**Requirement:**
Check each line of the material below for the string "shadow", then report how many lines have it, and nothing else.

**Material provided:**

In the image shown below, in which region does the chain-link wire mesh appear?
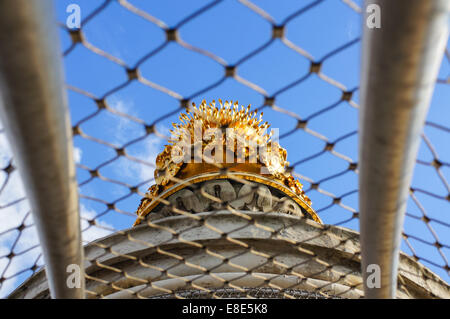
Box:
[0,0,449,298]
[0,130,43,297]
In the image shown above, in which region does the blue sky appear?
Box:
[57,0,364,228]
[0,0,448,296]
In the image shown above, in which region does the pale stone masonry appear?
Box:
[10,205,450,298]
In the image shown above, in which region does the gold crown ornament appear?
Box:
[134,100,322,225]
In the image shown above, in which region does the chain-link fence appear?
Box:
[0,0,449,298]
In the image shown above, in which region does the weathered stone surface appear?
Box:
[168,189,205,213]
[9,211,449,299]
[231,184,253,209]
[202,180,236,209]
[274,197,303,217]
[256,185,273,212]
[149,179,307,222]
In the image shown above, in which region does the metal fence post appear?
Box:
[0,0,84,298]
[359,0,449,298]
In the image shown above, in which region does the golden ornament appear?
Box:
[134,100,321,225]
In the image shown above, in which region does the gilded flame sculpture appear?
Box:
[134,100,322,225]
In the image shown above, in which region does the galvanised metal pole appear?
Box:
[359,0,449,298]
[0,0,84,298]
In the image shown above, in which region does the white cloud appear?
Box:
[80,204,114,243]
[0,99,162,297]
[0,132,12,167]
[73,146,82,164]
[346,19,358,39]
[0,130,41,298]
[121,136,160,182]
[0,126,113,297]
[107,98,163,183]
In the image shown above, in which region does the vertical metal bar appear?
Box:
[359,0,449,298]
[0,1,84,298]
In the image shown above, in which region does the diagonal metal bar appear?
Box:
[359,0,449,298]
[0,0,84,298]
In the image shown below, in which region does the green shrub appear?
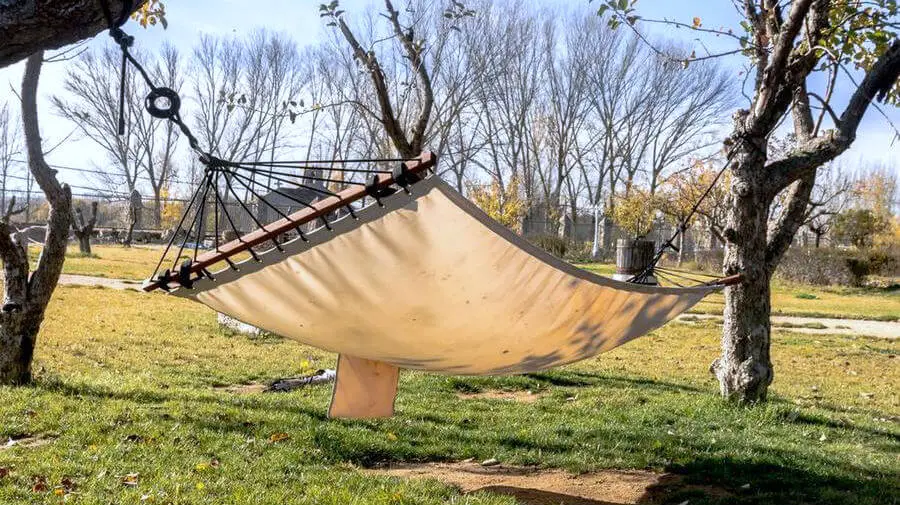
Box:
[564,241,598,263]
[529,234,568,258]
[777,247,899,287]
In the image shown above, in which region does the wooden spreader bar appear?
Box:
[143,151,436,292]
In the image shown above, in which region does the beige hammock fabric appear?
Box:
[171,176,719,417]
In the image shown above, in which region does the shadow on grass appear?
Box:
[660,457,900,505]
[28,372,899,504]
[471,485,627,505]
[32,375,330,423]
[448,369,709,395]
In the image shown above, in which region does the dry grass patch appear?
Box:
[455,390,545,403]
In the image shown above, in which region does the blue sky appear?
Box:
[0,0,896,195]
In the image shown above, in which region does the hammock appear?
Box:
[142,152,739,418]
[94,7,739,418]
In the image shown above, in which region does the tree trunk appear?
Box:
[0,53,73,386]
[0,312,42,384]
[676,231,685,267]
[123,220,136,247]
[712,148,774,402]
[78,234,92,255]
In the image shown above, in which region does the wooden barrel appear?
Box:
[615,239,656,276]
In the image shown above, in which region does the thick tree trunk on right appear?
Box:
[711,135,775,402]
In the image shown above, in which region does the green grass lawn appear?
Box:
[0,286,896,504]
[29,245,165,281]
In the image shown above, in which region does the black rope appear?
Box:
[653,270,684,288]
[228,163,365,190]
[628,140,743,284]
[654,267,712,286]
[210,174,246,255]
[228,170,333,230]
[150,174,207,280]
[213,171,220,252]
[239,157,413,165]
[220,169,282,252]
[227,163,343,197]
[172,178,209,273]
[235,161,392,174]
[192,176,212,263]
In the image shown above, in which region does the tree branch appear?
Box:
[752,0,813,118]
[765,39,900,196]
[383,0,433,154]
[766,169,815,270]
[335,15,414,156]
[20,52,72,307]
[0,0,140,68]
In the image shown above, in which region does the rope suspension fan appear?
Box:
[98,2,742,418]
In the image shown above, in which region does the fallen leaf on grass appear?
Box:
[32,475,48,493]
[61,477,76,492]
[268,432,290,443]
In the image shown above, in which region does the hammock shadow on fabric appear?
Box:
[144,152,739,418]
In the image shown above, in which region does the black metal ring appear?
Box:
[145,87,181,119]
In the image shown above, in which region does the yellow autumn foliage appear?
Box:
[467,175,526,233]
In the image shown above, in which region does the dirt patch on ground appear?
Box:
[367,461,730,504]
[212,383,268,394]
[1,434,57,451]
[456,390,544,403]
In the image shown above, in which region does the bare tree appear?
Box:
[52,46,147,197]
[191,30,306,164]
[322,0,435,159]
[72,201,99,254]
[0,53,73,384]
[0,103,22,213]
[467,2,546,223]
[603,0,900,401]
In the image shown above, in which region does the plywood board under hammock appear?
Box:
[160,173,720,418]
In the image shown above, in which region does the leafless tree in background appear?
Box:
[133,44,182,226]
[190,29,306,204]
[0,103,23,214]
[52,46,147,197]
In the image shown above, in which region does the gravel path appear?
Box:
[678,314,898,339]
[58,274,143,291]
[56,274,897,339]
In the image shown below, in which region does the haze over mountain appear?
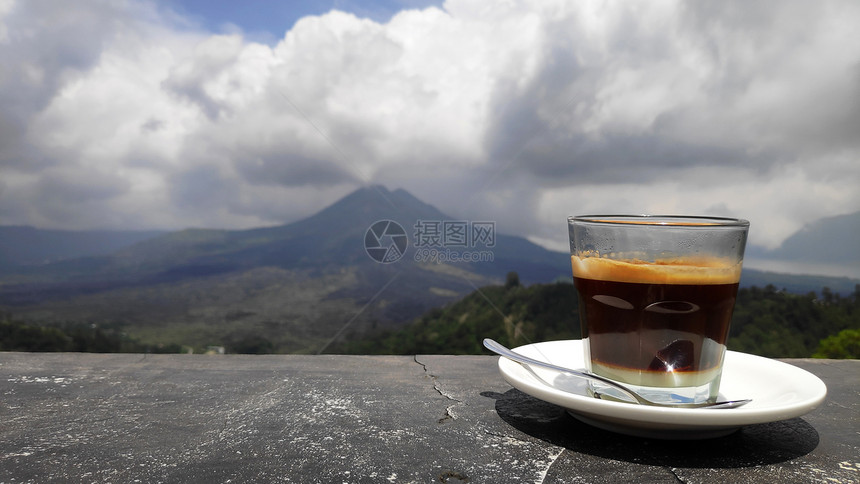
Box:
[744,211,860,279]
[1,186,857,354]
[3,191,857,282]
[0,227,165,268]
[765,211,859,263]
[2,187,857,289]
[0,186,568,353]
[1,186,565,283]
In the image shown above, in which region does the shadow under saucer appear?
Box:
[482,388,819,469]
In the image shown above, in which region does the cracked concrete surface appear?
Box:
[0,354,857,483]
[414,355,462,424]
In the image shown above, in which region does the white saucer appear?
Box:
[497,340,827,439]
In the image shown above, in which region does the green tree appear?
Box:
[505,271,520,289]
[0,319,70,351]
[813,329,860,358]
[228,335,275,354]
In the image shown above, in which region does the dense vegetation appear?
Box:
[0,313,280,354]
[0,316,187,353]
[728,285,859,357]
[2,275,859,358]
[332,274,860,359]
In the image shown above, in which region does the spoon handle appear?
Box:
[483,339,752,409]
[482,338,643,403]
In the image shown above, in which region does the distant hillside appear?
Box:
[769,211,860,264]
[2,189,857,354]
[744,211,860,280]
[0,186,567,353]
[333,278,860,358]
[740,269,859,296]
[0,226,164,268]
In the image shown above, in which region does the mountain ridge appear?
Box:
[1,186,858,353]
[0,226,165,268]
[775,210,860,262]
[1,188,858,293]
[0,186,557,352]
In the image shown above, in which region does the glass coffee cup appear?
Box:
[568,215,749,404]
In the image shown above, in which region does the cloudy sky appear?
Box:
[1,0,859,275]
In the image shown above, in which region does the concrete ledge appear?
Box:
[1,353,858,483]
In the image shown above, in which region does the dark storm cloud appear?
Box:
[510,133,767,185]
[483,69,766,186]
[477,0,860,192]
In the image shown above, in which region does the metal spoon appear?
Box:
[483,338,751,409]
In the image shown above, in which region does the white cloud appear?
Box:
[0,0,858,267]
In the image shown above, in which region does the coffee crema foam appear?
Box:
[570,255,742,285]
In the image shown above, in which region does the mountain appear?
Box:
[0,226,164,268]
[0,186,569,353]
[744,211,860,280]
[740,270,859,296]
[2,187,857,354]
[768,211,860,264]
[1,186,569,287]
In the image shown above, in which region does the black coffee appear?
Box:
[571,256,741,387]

**Finished exercise:**
3